----- Material supplied -----

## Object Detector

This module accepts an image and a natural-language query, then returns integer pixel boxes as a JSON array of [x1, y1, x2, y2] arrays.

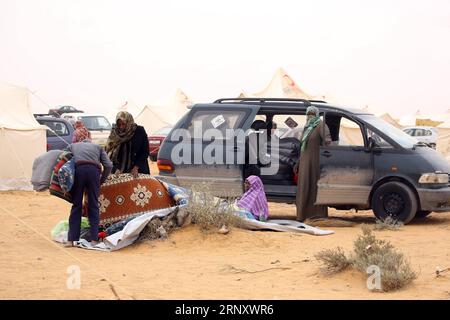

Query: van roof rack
[[214, 98, 326, 106]]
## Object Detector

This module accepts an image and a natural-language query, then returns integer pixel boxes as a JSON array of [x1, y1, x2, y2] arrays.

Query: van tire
[[414, 211, 433, 219], [372, 181, 417, 224]]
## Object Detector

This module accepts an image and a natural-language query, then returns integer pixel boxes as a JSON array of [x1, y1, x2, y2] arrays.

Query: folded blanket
[[93, 173, 175, 228]]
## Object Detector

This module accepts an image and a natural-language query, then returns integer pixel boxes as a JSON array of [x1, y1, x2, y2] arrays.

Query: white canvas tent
[[0, 83, 47, 190], [106, 100, 143, 124], [135, 106, 171, 135], [143, 89, 193, 133], [239, 68, 326, 100]]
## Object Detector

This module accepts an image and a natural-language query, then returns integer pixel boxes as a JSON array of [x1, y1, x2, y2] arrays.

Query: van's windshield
[[359, 115, 417, 149]]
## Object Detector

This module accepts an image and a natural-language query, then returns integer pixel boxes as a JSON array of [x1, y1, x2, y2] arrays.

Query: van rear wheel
[[414, 211, 432, 219], [372, 181, 417, 224]]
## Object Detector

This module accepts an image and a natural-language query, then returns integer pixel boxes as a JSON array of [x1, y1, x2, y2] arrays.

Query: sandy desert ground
[[0, 185, 450, 299]]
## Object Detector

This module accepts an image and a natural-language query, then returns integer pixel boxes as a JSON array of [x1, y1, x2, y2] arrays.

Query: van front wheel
[[415, 211, 432, 219], [372, 181, 417, 224]]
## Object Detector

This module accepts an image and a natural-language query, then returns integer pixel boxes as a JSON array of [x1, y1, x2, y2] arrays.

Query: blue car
[[36, 117, 75, 151]]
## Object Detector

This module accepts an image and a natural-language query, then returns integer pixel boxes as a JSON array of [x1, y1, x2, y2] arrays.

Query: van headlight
[[419, 173, 449, 184]]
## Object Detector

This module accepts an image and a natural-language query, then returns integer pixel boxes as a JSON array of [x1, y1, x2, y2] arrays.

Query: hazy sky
[[0, 0, 450, 115]]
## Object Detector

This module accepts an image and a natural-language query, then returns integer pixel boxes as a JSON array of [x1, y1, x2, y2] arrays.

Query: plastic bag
[[51, 217, 89, 243], [58, 158, 75, 192]]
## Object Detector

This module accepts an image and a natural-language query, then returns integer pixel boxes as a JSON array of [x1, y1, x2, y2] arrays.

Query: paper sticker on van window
[[284, 117, 298, 129], [211, 114, 225, 129]]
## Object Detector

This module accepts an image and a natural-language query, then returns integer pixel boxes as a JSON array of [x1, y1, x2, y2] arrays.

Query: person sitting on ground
[[66, 138, 113, 247], [72, 120, 91, 143], [105, 111, 150, 178], [236, 176, 269, 221]]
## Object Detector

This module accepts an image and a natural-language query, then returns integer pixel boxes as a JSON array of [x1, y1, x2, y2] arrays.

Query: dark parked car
[[148, 127, 172, 161], [48, 106, 84, 117], [36, 117, 74, 151], [158, 98, 450, 223]]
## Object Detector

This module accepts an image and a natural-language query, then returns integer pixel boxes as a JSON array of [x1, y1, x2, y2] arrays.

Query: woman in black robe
[[105, 111, 150, 178]]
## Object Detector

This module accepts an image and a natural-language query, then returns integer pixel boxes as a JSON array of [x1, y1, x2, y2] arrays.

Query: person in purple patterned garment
[[236, 176, 269, 221]]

-----

• Task:
Render every entry above as a two-column CSV with the headers "input" and "output": one row per entry, with the entry's text under input and its answer under output. Wrap each field in quotes, replace line breaks with spaces, and omit the pictures.

• Response to the exercise:
input,output
"## Object Detector This module accepts an image and a natural-language query, then returns integer pixel boxes as a JSON array of [x1, y1, x2, y2] arrays. Query: van roof rack","[[214, 98, 326, 106]]"
"## Object Detector This module accepts an image and a natural-language query, then returns integer pixel boxes as a JSON array of [x1, y1, x2, y2] arrays. Query: van tire","[[414, 211, 433, 219], [372, 181, 417, 224]]"
"## Object Detector This module accepts an image and a natural-language query, then returns integer pixel boxes as a JSON array of [x1, y1, x2, y2] arrays. Query: folded blanket","[[93, 173, 175, 228]]"
"## Object Detector This module accepts an image and a natural-language query, then returns integer pixel boxes as a JSON array of [x1, y1, x2, y2] arrays. Query: white canvas tent","[[0, 83, 47, 190], [106, 100, 143, 124], [135, 106, 171, 135], [143, 89, 193, 133], [239, 68, 326, 100]]"
"## Object Detector This module accepts an image and a natural-language query, then returns integer pixel boxes as a JSON array of [x1, y1, x2, y2] arrays. Query: van's windshield","[[359, 115, 417, 149]]"
"## Object Detector This module accepts an image and a natural-language query, then returns integer pixel boxes as a JSON array of [x1, y1, x2, y2] arrays. Query: van rear wheel","[[414, 211, 432, 219], [372, 181, 417, 224]]"
"## Object Detector This module accepts an image and a natural-language query, then returns integer pixel boxes as a JSON array of [x1, y1, x2, y2] arrays. Query: sandy desert ground","[[0, 185, 450, 299]]"
"## Object Detector This module accepts an image and a natural-language query, then returns integer pixel boxes as a JSON array of [x1, y1, x2, y2] arrays. Query: van front wheel","[[415, 211, 432, 219], [372, 181, 417, 224]]"
"## Object Detector This module accepts an image and a natural-language query, then returns integer pixel boxes as a JSON array of [x1, y1, x2, y2] arrays. Query: blue car","[[36, 117, 75, 151]]"
"## Object Detector This module accepts an image and a natural-language query, then returns integer pixel boxes as a JSON array of [x1, y1, x2, y2] arrays. Query: van headlight","[[419, 173, 449, 184]]"
"## Object Detector This module accepts an image and a natural-language query, then returns integer pixel boxes as a JSON array of [x1, y1, x2, y2] arrays. Query: hazy sky","[[0, 0, 450, 115]]"
"## Object Detector This module accepts an image and a natural-language query, then returns integer pixel boxes as a JSON array of [x1, y1, x2, y2] arrays. Query: plastic bag","[[51, 217, 89, 243], [58, 158, 75, 192]]"
"## Object Detector This module accepts an image and a natural-language query, then returns integer pixel boxes as a JSON array of [x1, y1, x2, y2] arrays. Query: paper sticker on van window","[[284, 117, 298, 129], [211, 114, 225, 129]]"
"## Object Detector This module accepts an image and a natural-language query, then returns integer pixel boxes as a JSON array of [x1, y1, x2, y2] arrays. Query: person sitting on ground","[[66, 138, 113, 247], [72, 120, 91, 143], [105, 111, 150, 178], [236, 176, 269, 221]]"
"## Object Detector This module accepts an image and a natural-language query, then returns integer pixel boxes as a JSON array of [x1, y1, x2, y2] arrays. Query: dark parked car","[[148, 127, 172, 161], [48, 106, 84, 117], [36, 117, 74, 151], [158, 98, 450, 223]]"
"## Object Detector This module accepts an image and a natural-language query, then returns integer pixel boxes as a JSON array of [x1, y1, x2, y2] arrays. Query: woman in black robe","[[105, 111, 150, 178]]"
"## Object Detector This module accepts an image and a natural-language query, then returns integer pixel boxes as a JSON array of [x1, y1, x2, y2] arrays. Query: person in purple patterned garment","[[236, 176, 269, 221]]"